The task:
Could you repeat all of the material below word for word, leaving the pictures out of your answer?

Supplied material:
..........

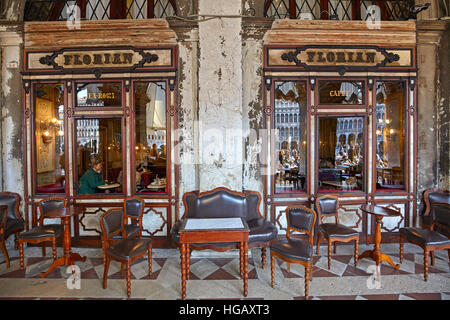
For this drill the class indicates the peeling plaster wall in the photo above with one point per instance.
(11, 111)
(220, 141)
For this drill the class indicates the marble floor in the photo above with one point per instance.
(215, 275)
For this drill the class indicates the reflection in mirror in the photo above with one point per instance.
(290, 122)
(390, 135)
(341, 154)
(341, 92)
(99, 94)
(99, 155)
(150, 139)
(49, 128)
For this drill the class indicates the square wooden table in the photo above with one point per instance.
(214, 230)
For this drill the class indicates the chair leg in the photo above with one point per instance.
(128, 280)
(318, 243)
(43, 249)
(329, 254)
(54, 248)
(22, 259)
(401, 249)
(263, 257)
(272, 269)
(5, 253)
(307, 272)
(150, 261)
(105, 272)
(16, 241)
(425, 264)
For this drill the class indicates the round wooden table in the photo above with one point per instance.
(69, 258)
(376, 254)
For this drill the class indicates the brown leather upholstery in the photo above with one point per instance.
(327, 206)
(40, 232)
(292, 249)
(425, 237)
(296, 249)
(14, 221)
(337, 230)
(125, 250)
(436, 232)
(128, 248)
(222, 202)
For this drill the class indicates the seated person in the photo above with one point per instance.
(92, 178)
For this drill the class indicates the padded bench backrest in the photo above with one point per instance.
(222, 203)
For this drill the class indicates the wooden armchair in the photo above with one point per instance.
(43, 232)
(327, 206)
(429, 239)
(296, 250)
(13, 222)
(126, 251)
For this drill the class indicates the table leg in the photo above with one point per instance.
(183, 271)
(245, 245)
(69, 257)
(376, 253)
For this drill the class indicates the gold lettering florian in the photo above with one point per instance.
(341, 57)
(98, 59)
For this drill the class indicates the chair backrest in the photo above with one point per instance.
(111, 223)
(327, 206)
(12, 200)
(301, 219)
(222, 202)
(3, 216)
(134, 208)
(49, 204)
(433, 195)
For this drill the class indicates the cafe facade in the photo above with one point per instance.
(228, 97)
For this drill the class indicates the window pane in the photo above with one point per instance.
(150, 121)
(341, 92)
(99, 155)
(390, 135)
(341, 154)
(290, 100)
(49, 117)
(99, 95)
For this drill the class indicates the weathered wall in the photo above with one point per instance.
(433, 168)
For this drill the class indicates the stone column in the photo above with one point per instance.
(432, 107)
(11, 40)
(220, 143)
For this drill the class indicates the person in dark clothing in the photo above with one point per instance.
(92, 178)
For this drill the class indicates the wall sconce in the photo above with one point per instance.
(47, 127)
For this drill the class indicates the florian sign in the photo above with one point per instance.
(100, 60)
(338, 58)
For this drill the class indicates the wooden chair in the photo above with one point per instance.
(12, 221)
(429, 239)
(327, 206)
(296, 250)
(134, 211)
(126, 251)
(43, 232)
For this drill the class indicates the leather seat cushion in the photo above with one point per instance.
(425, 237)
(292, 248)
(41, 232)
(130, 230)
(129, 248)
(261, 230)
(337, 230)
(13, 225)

..........

Result:
For this drill the class indicates the peeling plaster wall in the photo above with one point per instance.
(11, 111)
(220, 141)
For this drill the class indicates the marble floor in the photo above with one point per instance.
(215, 275)
For this drill the class indicates the reflection in mirror in the photo above with one point per instance.
(290, 122)
(390, 135)
(341, 154)
(341, 92)
(99, 94)
(99, 155)
(150, 139)
(49, 128)
For this drill the class indicates the square wooden table in the photo above with one point per instance.
(214, 230)
For this drill the class indicates the chair leg in the photo above with one point per instance.
(128, 280)
(318, 243)
(43, 249)
(329, 254)
(54, 248)
(22, 259)
(401, 249)
(263, 257)
(272, 269)
(5, 253)
(307, 272)
(150, 261)
(105, 272)
(16, 241)
(425, 264)
For this drill the class indicates the round wooden table in the photo above with one point per instance.
(69, 258)
(376, 254)
For this drill the class indicates the brown leather upholstery in the photo above with one point per instance.
(327, 206)
(40, 232)
(292, 249)
(425, 237)
(296, 249)
(14, 221)
(337, 230)
(125, 250)
(436, 232)
(128, 248)
(222, 202)
For this drill the class indicates the seated person in the photo above with one point per instance.
(92, 178)
For this drill the class indicates the padded bench backrest in the photo above with one point per instance.
(222, 203)
For this drill the class indicates the wooden armchair in the photo above with one point per instance.
(43, 232)
(327, 206)
(429, 239)
(296, 250)
(13, 222)
(126, 251)
For this drill the class indicates the table leg in the photo above with one point per instance.
(183, 271)
(245, 245)
(69, 257)
(376, 253)
For this drill the class indicates the gold lettering florian in the photo above with one point per instance.
(341, 57)
(98, 59)
For this drill the class indicates the chair backrest in the photo above with one point per instance.
(111, 223)
(327, 206)
(12, 200)
(301, 219)
(222, 202)
(3, 216)
(134, 208)
(49, 204)
(433, 195)
For this drill the class indicates the cafe facade in the photo above with one point per instance.
(228, 97)
For this drill the class indicates the window pane in the photo above with one point per instance.
(150, 121)
(341, 92)
(99, 155)
(390, 135)
(341, 154)
(290, 100)
(49, 117)
(99, 95)
For this drill the class indicates the weathered wall in the photo above with one point per instance.
(433, 168)
For this drill the class indicates the stone column in the photo above with one point per instance.
(432, 107)
(11, 40)
(220, 143)
For this drill the class indicates the person in dark clothing in the photo above with one point per instance.
(92, 178)
For this drill the class indicates the wall sconce in the photo above with one point per instance.
(47, 127)
For this drill the class indicates the florian sign in the photo above with one point per instance.
(100, 60)
(338, 58)
For this drill the class indicates the wooden chair in the photo above with one point per instance.
(12, 221)
(429, 239)
(327, 206)
(296, 250)
(134, 211)
(126, 251)
(43, 232)
For this drill the class indicates the leather seat cushion in the photo above with one point per instance.
(425, 237)
(292, 248)
(41, 232)
(130, 230)
(129, 248)
(261, 230)
(337, 230)
(13, 225)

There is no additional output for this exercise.